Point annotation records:

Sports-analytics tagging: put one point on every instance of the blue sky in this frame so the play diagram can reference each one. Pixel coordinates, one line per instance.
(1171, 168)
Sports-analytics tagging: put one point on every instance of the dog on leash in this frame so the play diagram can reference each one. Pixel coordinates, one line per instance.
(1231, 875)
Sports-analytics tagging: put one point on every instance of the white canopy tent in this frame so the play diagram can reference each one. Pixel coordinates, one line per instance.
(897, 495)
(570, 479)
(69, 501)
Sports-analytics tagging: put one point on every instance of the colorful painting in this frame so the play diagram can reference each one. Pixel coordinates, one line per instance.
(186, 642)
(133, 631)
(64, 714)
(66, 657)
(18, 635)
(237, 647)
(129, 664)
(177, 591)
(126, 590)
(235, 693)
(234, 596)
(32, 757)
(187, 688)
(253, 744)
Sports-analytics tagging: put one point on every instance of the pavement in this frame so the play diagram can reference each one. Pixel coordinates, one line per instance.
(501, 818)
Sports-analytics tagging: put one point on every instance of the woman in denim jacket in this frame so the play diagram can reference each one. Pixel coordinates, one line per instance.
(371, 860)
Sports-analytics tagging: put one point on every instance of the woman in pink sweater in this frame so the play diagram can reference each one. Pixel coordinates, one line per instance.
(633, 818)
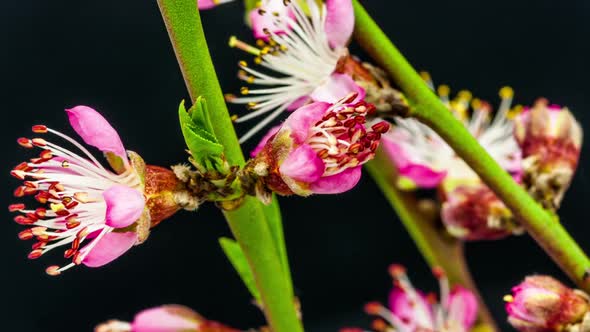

• Problem
Give every line of the rows above as a numbered list, skipping blank lines and leaving out the pictures.

• Solution to the problem
1. Sports-analytics tagging: put one point on every instance of the blue sky in this frame so the play diagram can reference each one. Pixel coordinates, one line per instance.
2. (1171, 168)
3. Sports-analytics tagging: put one point on every instance of the dog on leash in this frame so the play diagram can reference each one. Pixel coordinates, one line per instance.
4. (1231, 875)
5. Sports-analytics tagging: put one point on every instance of the white canopy tent in this frame so the play diagram can reference each one. Pixel coordinates, one line per instance.
6. (897, 495)
7. (570, 479)
8. (69, 501)
9. Sports-analytics tagging: put one point on every instance of the colorful painting in this frame so the play diagram can reference each one. Pixel coordinates, one line per instance.
10. (186, 642)
11. (133, 631)
12. (64, 714)
13. (66, 657)
14. (18, 635)
15. (237, 647)
16. (129, 664)
17. (177, 591)
18. (126, 590)
19. (235, 693)
20. (234, 596)
21. (32, 757)
22. (187, 688)
23. (253, 744)
24. Sports-analytics tagging: put one point on every instance of the pavement in this frame so the play diagram can reference each one. Pixel coordinates, one line per instance.
25. (501, 818)
26. Sports-analytics tagging: put one point on every instance of the woman in denim jacket in this frame so the play diagram can reference each one. Pixel coordinates, one line per instance.
27. (371, 860)
28. Sports-analytics tagging: put one point on every instance of the woman in pink sweater in this frame so the play diagram can reference each one. Pixel coordinates, one line per instance.
29. (633, 818)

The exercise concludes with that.